Coordinate annotation entries:
"""
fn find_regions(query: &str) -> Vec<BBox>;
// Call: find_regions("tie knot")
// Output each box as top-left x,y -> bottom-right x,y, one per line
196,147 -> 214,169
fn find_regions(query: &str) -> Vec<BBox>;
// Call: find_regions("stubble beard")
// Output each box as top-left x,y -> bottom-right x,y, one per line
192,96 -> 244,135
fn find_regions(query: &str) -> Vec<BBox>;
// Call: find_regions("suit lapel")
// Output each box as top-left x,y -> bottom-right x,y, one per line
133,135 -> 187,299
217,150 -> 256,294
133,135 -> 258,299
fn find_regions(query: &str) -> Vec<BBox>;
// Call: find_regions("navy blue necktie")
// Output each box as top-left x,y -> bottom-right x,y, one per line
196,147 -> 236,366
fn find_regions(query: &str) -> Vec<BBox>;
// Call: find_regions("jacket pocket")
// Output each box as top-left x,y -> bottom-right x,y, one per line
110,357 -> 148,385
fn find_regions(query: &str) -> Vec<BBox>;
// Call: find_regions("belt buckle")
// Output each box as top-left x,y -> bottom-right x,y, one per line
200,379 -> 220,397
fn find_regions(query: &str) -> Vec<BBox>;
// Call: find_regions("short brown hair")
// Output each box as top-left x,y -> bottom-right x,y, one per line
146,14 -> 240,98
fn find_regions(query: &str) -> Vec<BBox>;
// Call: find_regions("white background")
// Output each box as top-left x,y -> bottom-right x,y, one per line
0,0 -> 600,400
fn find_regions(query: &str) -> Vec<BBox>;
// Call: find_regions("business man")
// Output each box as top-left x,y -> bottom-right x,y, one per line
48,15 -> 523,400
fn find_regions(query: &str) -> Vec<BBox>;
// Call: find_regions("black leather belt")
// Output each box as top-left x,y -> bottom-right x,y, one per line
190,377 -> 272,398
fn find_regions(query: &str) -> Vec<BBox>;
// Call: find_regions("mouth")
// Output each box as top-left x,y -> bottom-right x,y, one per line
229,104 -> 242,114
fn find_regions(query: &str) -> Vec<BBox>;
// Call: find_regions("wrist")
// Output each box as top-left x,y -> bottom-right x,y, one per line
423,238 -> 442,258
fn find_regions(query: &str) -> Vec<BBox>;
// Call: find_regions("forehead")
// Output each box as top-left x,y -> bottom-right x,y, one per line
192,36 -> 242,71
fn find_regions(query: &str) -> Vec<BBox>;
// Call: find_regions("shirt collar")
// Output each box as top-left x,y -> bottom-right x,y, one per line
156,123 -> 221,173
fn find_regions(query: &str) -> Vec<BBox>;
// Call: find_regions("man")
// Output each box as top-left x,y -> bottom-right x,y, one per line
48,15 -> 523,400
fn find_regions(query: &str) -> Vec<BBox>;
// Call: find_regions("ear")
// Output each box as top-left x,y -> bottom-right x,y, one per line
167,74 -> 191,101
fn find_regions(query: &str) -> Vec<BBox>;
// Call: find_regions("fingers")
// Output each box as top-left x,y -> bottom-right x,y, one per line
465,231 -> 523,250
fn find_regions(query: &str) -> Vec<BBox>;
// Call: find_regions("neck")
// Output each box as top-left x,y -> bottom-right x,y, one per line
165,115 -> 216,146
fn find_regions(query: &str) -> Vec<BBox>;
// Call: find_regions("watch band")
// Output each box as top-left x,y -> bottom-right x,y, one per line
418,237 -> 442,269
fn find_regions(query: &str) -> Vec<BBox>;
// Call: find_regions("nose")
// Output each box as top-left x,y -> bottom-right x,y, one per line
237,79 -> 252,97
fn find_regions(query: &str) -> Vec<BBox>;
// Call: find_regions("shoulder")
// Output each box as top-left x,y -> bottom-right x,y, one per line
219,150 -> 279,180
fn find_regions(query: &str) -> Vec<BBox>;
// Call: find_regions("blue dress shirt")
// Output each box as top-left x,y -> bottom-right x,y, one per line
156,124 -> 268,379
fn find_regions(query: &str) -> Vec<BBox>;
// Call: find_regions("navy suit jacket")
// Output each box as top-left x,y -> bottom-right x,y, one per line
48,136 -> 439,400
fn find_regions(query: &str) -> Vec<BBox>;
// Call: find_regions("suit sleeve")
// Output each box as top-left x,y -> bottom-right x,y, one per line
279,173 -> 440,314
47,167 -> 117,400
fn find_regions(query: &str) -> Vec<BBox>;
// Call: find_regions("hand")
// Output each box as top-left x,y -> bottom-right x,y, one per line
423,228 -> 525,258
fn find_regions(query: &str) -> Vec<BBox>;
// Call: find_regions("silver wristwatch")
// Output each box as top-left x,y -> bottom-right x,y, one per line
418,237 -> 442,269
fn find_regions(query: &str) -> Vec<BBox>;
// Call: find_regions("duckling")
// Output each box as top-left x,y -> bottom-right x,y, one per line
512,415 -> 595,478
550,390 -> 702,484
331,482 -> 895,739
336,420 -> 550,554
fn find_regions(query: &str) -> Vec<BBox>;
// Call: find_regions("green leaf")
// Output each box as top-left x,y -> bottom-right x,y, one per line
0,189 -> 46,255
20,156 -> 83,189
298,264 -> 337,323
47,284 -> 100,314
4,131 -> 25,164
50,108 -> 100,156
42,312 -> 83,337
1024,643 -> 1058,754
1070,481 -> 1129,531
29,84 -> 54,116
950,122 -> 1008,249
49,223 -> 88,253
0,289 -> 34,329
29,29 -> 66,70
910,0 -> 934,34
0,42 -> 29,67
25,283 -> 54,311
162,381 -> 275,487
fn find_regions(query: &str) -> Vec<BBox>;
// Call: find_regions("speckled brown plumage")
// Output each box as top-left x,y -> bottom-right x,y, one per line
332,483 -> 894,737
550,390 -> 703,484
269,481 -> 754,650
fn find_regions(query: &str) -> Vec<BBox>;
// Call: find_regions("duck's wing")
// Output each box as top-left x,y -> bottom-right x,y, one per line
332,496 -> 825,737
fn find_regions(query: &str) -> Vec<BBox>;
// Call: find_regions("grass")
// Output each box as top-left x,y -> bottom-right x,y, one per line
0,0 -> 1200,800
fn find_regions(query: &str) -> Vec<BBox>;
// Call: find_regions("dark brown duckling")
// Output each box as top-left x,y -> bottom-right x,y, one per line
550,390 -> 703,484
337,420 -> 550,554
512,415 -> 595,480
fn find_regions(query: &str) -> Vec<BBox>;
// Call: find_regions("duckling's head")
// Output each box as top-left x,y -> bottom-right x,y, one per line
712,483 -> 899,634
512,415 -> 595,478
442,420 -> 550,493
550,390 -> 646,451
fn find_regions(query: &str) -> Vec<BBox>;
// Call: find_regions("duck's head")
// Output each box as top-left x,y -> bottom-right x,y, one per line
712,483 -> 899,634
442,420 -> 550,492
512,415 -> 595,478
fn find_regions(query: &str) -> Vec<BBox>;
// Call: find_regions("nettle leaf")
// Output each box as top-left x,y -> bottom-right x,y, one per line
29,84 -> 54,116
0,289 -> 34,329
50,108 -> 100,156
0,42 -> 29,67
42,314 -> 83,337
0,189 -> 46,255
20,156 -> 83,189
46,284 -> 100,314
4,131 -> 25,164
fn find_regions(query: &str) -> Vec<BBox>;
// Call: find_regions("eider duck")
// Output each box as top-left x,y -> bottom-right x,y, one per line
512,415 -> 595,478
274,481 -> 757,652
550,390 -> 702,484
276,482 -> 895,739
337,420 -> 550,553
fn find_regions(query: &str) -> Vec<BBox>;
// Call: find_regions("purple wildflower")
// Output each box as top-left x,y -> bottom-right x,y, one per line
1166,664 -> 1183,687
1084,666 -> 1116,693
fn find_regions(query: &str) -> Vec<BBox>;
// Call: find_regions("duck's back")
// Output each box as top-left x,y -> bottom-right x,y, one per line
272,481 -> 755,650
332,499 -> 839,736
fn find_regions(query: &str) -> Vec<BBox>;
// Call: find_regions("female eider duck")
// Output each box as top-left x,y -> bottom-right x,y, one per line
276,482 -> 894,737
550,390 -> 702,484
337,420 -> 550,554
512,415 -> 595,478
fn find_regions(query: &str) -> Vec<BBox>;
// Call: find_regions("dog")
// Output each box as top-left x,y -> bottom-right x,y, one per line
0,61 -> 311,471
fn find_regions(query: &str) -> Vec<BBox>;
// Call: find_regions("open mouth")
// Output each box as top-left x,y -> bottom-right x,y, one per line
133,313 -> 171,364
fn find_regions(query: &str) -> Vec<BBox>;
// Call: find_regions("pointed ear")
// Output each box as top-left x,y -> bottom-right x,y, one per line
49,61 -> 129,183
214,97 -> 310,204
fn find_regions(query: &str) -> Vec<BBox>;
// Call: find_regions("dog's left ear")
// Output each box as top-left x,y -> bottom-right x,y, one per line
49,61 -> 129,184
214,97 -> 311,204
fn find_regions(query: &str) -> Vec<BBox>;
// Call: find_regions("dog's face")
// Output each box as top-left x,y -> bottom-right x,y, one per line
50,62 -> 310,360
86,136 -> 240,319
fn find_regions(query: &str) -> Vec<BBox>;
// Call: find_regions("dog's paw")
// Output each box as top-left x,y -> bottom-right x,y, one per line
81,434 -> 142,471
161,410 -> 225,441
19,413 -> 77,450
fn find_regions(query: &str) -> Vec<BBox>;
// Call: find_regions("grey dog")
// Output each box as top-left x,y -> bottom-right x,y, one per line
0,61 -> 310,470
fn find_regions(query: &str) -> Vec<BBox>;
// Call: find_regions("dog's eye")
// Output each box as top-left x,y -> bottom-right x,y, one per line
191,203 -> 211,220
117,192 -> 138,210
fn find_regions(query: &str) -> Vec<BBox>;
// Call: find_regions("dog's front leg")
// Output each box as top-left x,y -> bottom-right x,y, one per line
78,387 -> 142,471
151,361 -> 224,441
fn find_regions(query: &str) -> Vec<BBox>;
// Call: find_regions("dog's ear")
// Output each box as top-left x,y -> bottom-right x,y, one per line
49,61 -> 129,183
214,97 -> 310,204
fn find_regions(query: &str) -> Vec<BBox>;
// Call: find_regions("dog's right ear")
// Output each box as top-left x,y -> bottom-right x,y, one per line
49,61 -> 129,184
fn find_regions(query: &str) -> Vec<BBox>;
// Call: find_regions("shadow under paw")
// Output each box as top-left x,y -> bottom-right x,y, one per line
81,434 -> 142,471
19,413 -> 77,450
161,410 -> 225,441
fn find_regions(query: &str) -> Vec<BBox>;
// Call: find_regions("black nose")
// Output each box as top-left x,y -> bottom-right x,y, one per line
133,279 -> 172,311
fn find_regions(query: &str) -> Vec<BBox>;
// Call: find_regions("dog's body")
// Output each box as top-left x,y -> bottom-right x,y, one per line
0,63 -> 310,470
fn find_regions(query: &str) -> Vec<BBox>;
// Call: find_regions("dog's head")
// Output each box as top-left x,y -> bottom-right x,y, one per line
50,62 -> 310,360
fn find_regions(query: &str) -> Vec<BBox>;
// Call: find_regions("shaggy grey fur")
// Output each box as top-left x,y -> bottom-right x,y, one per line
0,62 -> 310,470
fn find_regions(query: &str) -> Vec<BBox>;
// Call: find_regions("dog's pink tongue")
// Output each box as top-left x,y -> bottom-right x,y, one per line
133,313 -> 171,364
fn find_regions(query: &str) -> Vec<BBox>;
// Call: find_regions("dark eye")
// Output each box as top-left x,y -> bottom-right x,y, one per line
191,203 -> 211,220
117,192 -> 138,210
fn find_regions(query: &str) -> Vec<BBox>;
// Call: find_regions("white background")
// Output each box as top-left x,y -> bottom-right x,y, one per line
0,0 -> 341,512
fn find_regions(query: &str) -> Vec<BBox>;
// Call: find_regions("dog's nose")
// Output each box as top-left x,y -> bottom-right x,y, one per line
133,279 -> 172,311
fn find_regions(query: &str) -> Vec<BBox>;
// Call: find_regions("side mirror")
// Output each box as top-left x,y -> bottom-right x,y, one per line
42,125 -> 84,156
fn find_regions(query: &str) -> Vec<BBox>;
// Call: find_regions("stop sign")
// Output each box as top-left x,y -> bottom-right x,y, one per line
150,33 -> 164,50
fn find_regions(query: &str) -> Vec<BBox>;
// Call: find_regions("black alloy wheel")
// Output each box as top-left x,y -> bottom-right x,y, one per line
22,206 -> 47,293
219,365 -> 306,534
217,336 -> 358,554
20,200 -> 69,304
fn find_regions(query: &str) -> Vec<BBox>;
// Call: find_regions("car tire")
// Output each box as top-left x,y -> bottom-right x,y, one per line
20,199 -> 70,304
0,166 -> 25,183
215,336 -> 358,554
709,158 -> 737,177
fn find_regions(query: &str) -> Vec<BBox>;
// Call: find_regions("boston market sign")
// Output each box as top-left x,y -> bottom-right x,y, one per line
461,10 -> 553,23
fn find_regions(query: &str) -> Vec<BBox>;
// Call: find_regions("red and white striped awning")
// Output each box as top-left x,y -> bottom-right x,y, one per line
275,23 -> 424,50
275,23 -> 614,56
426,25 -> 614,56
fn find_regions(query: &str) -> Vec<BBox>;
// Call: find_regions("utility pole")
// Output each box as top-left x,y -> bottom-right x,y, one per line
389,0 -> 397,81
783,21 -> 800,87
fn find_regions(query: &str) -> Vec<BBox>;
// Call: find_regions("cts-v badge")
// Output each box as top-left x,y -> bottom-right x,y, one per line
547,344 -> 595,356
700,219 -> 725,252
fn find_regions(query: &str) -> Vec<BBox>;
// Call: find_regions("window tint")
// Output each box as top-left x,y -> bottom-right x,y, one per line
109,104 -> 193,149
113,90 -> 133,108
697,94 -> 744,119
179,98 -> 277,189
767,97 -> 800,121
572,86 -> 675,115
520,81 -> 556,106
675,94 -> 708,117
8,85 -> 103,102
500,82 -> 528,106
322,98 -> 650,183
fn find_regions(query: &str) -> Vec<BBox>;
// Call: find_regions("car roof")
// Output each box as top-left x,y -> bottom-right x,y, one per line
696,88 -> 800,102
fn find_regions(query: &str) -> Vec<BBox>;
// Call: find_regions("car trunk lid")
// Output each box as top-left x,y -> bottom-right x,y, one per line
"""
Instructions to follow:
Retype the records word for word, starting at the first line and ending with the line that contains "200,379 -> 220,397", including both.

Answer to this problem:
fn find_regions(query: &str) -> Vec<BBox>;
// Call: find_regions("tie knot")
// Output each box as top-left x,y -> bottom-right x,y, one per line
196,147 -> 214,169
fn find_regions(query: &str) -> Vec<BBox>;
// Call: find_regions("stubble beard")
// Output each box as top-left x,y -> bottom-right x,y, one per line
192,96 -> 244,135
fn find_regions(query: &str) -> Vec<BBox>;
// Call: find_regions("suit lapel")
// Output each box as top-left x,y -> bottom-right x,y, one per line
133,135 -> 187,299
217,150 -> 256,294
133,135 -> 258,299
fn find_regions(query: &str) -> Vec<BBox>;
// Call: find_regions("navy blue necktie")
// Output each box as top-left x,y -> bottom-right x,y, one per line
196,147 -> 236,366
fn find_regions(query: &str) -> Vec<BBox>;
// Call: find_regions("jacket pocket")
// Output each box as top-left x,y -> bottom-right x,y, one per line
110,357 -> 148,385
fn find_regions(query: &str) -> Vec<BBox>;
// Call: find_regions("belt buckle")
// Output each box as top-left x,y -> bottom-right x,y, one per line
200,379 -> 220,397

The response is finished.